08/11/2017

Blowing the Lid off of M&A


Threshold Blowing Lid Off.pngBankers have long complained that the Dodd-Frank Act’s $10 billion and $50 billion asset size thresholds distort the bank merger-and-acquisition market.

At those levels, additional regulatory oversight, reporting requirements and other costs kick in, naturally forcing boards of institutions near the thresholds to think twice before doing deals.

You’ve got enhanced regulations and costs on one side of an asset number, and reduced regulations and additional earnings abilities on the other side,” says Robert Klingler, an Atlanta-based partner with the law firm Bryan Cave. “If you cross that line, you stand to lose a lot.”

Now Washington is abuzz with talk that the thresholds will be raised. Does that mean the bank M&A market is poised to surge, as well? Tariq Mirza, national leader for compliance and risk management at Grant Thornton, says interest in M&A already is on the rise.

“We’ve seen more proposals and calls about M&A activity this year than in the previous five years combined,” Mirza says. “There’s still trepidation about crossing the thresholds … but also an expectation that an improving economy and changes in the White House will lead to increases in those thresholds.”

Under Dodd-Frank, banks that go above $10 billion in assets must conduct annual stress tests. They are subject to on-site examinations by the Consumer Financial Protection Bureau, caps on their debit-card interchange fees under the Durbin Amendment and higher Federal Deposit Insurance Corp. risk assessments.

“The rule of thumb is that going beyond $10 billion will cost you about 10 basis points on assets,” says Tom Killian, a principal at Sandler O’Neill + Partners, an investment bank. “If you’re going to pass that threshold, you need to justify it with more cost savings or synergies than otherwise would be the case.”

It’s impossible to say just how many banks have been dissuaded from crossing $10 billion via acquisition, but Sandler O’Neill + Partners says that as of mid-June, of the 44 banks that have crossed that threshold since 2010, only five have done so organically.

The current logjam of about a dozen historically acquisitive banks with assets of between $9 billion and $10 billion includes Banner Bank of Walla Walla, Washington ($9.9 billion), Kalispell, Montana-based Glacier Bancorp ($9.7 billion) and Capitol Federal Savings Bank in Topeka, Kansas ($9.3 billion).

The threshold “is the No. 2 consideration on the list when boards discuss an acquisition,” behind strategy, Klingler says.

+===+

* [STATED GOAL 1]
Reproduce word for word the stretch of the bank merger article from "Under Dodd-Frank, banks" through "Corp. risk assessments.".
* [STATED GOAL 2]
List each requirement that the bank merger article says applies under Dodd-Frank to banks above $10 billion in assets.
* [STATED GOAL 3]
Write the next few paragraphs of the bank merger article, picking up after its final sentence.

+===+

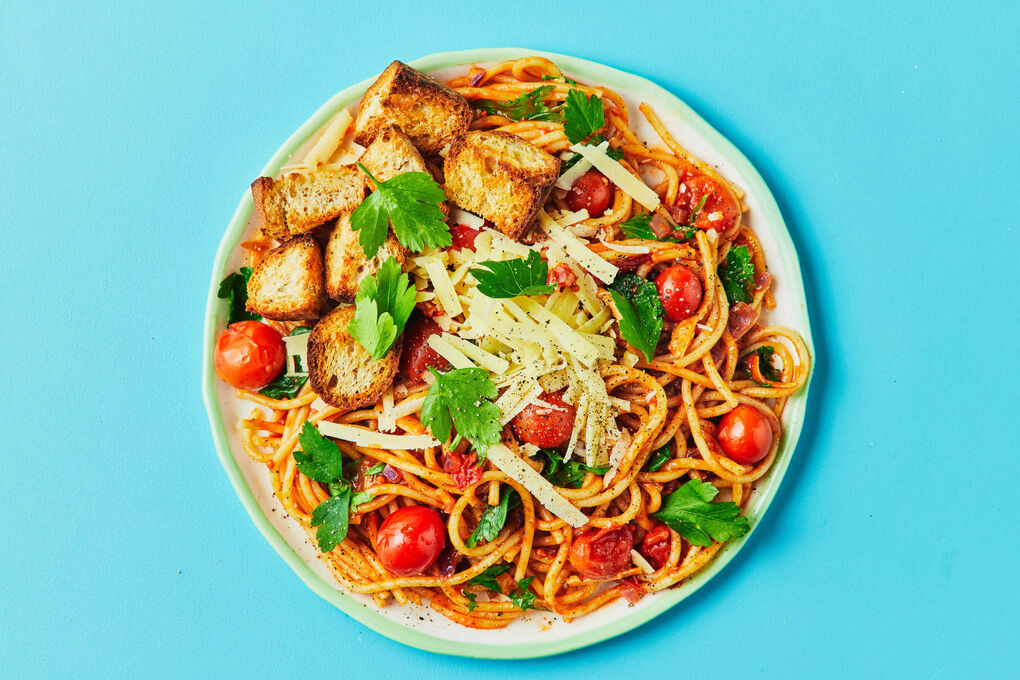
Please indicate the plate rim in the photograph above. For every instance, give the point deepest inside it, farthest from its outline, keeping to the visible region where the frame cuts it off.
(664, 600)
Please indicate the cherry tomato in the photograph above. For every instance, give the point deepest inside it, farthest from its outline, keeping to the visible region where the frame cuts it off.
(592, 192)
(602, 553)
(655, 545)
(745, 434)
(720, 209)
(546, 427)
(679, 291)
(463, 236)
(249, 355)
(410, 539)
(416, 355)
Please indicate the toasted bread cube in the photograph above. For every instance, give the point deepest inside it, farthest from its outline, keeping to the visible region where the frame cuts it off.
(346, 264)
(290, 282)
(500, 176)
(429, 113)
(300, 202)
(390, 154)
(341, 371)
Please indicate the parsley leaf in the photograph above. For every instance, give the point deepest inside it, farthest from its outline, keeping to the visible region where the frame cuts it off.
(641, 312)
(522, 597)
(318, 459)
(736, 274)
(567, 474)
(689, 512)
(359, 498)
(333, 517)
(658, 459)
(765, 367)
(471, 604)
(235, 290)
(517, 276)
(285, 386)
(494, 518)
(384, 304)
(411, 202)
(487, 578)
(528, 106)
(582, 115)
(462, 398)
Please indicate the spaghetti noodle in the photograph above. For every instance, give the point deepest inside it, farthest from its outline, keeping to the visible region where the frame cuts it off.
(709, 366)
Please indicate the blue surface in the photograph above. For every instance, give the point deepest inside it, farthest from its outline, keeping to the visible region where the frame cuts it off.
(889, 138)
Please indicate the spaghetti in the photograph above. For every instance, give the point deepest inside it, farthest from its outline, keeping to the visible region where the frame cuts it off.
(708, 365)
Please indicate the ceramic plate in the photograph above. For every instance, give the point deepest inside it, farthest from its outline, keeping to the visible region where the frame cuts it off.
(537, 634)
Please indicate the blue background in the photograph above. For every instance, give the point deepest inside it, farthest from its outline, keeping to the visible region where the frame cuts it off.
(888, 135)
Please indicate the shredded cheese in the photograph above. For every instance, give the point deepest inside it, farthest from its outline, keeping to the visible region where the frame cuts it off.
(538, 485)
(330, 139)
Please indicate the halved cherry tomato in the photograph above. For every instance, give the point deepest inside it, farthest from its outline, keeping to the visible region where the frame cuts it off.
(249, 355)
(720, 209)
(416, 356)
(546, 427)
(656, 544)
(463, 236)
(745, 434)
(598, 554)
(410, 539)
(679, 291)
(592, 192)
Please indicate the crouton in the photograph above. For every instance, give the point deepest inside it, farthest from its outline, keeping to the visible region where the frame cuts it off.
(346, 264)
(300, 202)
(290, 282)
(392, 153)
(341, 371)
(500, 176)
(429, 113)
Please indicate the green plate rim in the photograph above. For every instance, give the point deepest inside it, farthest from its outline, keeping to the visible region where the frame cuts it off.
(215, 314)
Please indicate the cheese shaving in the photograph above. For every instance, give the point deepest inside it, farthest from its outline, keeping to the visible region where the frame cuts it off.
(538, 485)
(368, 438)
(619, 175)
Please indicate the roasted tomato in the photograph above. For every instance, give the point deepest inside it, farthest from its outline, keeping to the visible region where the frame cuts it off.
(655, 545)
(463, 236)
(249, 355)
(591, 192)
(719, 211)
(679, 291)
(598, 554)
(463, 469)
(416, 356)
(546, 426)
(745, 434)
(562, 276)
(410, 539)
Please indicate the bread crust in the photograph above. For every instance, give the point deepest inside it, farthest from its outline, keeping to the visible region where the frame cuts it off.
(340, 370)
(483, 177)
(298, 264)
(430, 113)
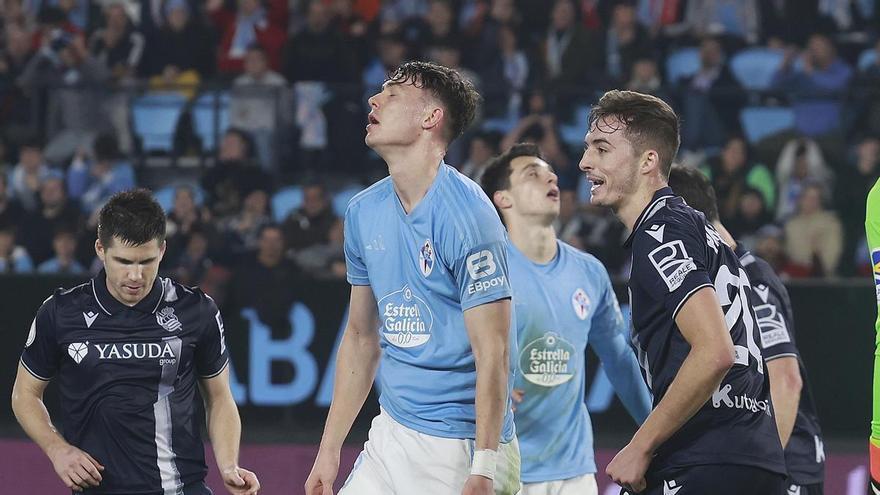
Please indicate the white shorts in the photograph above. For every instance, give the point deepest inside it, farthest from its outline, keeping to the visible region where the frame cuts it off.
(582, 485)
(397, 460)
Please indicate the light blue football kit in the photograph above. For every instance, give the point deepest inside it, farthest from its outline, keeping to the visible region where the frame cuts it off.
(561, 307)
(425, 269)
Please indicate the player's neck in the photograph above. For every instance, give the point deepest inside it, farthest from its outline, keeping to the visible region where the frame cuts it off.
(536, 242)
(412, 171)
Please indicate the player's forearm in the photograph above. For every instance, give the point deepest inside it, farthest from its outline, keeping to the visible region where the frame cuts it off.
(224, 429)
(356, 364)
(34, 419)
(699, 376)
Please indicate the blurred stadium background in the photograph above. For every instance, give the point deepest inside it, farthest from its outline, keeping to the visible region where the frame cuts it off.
(247, 120)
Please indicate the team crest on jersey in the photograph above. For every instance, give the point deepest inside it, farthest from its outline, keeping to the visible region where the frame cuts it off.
(78, 351)
(672, 263)
(168, 320)
(406, 318)
(581, 303)
(546, 361)
(426, 257)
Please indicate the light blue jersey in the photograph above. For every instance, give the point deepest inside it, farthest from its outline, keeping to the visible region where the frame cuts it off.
(425, 269)
(560, 308)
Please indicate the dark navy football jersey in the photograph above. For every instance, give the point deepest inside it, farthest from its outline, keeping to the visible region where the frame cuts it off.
(675, 254)
(128, 378)
(805, 452)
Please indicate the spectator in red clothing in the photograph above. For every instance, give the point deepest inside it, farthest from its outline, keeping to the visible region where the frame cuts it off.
(254, 22)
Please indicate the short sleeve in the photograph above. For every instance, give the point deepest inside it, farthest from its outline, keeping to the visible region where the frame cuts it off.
(480, 262)
(355, 268)
(211, 355)
(670, 260)
(773, 325)
(41, 355)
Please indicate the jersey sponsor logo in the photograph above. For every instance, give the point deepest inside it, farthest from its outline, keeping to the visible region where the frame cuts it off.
(78, 351)
(90, 318)
(546, 361)
(426, 258)
(581, 303)
(771, 325)
(168, 320)
(672, 263)
(671, 487)
(406, 318)
(721, 398)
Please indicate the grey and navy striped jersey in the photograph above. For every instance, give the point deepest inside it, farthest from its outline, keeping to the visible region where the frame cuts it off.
(128, 377)
(805, 452)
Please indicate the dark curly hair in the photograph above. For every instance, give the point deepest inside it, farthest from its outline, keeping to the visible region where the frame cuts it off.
(458, 96)
(647, 122)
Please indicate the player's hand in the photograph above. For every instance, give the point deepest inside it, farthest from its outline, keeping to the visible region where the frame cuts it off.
(240, 481)
(320, 480)
(76, 468)
(516, 396)
(478, 485)
(628, 468)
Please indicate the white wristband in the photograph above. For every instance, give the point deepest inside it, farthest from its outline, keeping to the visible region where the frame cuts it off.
(484, 463)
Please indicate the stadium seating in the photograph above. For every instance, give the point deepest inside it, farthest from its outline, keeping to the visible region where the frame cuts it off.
(754, 67)
(760, 122)
(154, 119)
(209, 108)
(681, 63)
(285, 201)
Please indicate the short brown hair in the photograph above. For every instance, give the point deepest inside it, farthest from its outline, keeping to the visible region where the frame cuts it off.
(458, 96)
(650, 123)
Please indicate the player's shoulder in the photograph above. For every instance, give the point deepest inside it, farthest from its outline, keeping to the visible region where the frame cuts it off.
(376, 193)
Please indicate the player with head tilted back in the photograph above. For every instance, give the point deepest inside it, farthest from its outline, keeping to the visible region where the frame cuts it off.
(796, 417)
(128, 350)
(563, 301)
(712, 428)
(425, 247)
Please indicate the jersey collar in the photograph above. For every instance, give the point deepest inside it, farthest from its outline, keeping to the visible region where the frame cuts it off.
(111, 305)
(657, 202)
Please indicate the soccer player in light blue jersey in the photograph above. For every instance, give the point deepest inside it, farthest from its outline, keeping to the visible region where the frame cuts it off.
(425, 247)
(563, 301)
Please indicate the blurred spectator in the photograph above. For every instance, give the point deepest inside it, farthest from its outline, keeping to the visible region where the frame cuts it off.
(244, 228)
(710, 100)
(625, 41)
(751, 214)
(181, 50)
(318, 52)
(260, 103)
(800, 162)
(730, 18)
(92, 182)
(732, 172)
(13, 258)
(482, 147)
(234, 175)
(55, 212)
(854, 182)
(310, 224)
(75, 113)
(813, 237)
(262, 281)
(117, 46)
(26, 176)
(251, 23)
(325, 260)
(63, 263)
(816, 87)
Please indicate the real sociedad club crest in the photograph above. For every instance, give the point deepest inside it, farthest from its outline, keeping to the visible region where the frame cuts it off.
(581, 303)
(426, 257)
(168, 320)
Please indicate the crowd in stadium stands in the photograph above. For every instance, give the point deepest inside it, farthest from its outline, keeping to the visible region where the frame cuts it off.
(779, 100)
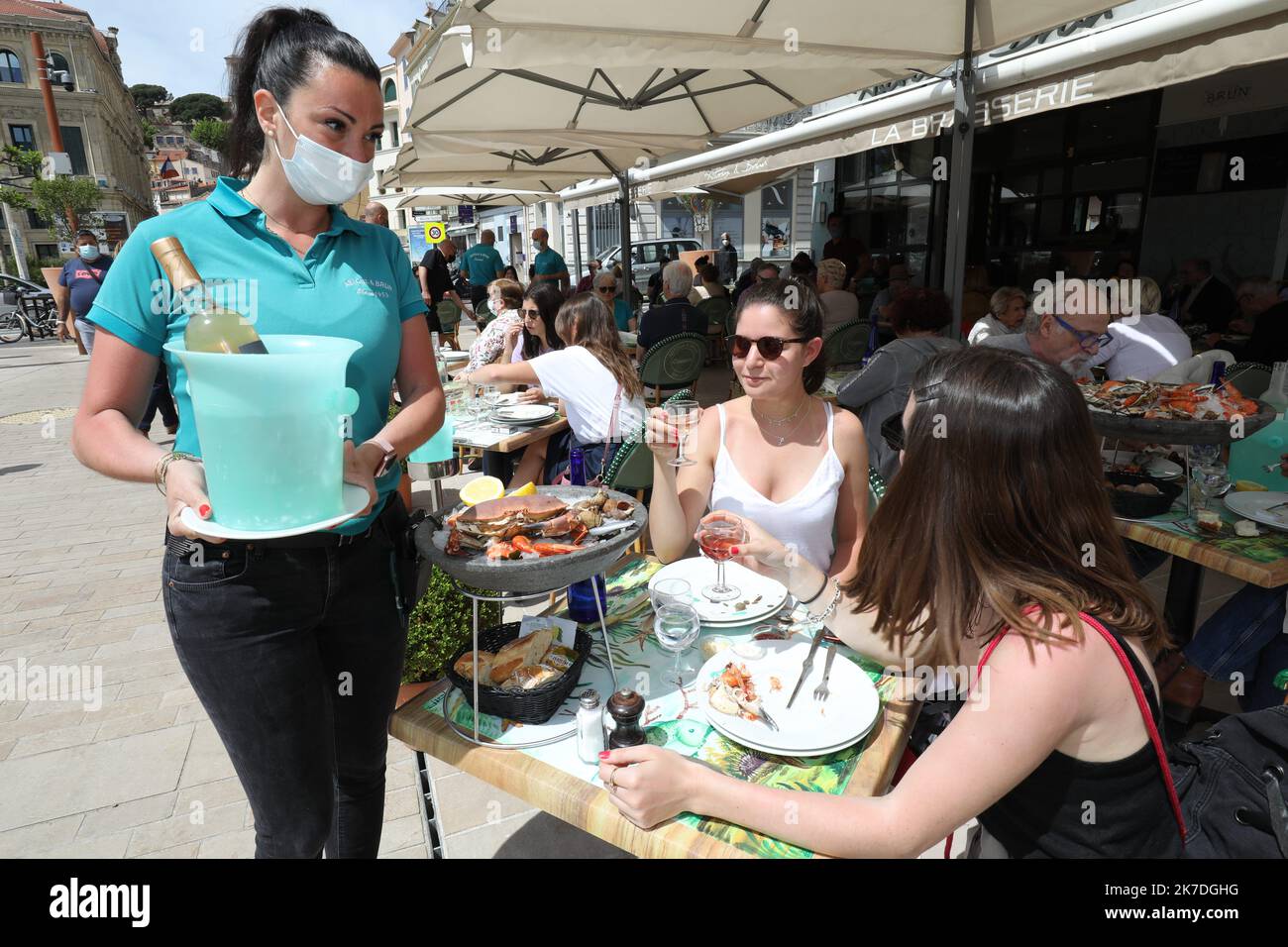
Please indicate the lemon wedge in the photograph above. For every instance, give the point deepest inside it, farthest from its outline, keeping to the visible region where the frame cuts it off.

+===+

* [TASK RESULT 1]
Under Dodd-Frank, banks that go above $10 billion in assets must conduct annual stress tests. They are subject to on-site examinations by the Consumer Financial Protection Bureau, caps on their debit-card interchange fees under the Durbin Amendment and higher Federal Deposit Insurance Corp. risk assessments.

* [TASK RESULT 2]
- Annual stress tests
- On-site examinations by the Consumer Financial Protection Bureau
- Caps on debit-card interchange fees under the Durbin Amendment
- Higher Federal Deposit Insurance Corp. risk assessments

* [TASK RESULT 3]
Raising the $10 billion threshold to $50 billion (or even $100 billion, as some have suggested) would take those added regulatory costs and hassles out of the equation. It could not only embolden buyers but also allow them to pay more.

The median price paid for a bank in the first four months of 2017 was up 23 percent over year-earlier figures, and exceeded 1.8 times tangible book value in the West and Southeast, according to S&P Global Market Intelligence. If it gets a little push to get over 2 times book, analysts say, the market will likely heat up.

But as with everything in banking today, things can be more complicated than meets the eye. Seventeen of the 44 banks that have acquired their way past the $10 billion mark since 2010, for example, did so via a relatively large deal to gain scale efficiencies. Thirteen have done so through a series of smaller acquisitions. Nine have sold their way to a higher threshold.

In a perverse twist, eliminating some of the regulatory costs that come with the threshold could reduce the urgency felt by some boards to get bigger.

United Community Banks of Blairsville, Georgia, nudged past the $10 billion threshold in 2016 with its acquisition of Tidelands Bancshares. Jimmy Tallent, the company’s chairman and CEO, figures crossing the threshold costs United Community about $3 million per quarter in added compliance costs and lost debit-card fees, and that’s made him more interested in deals.

“Once you get past the threshold, you want to add more earning assets and get economies of scale,” he says.
Increase the threshold, Tallent adds, and United Community’s costs would be lower, and it would likely feel less compelled to do a deal.

In short, observers say, boosting the small-bank threshold could be a wash for the smaller-bank M&A market, with roughly the same deal volumes as before and perhaps a modest boost in some pricing, since the compliance costs would be lower.

“I don’t know if it changes volumes in the M&A market, but it will change the nature of the deals,” Klingler predicts.

There’s little such ambivalence on the big bank side, where passing the $50 billion mark brings the dreaded “systemically important financial institution,” or SIFI, designation.
SIFI banks must submit to arduous stress tests, higher capital and liquidity requirements, living wills, stiffer loan concentration limits and more.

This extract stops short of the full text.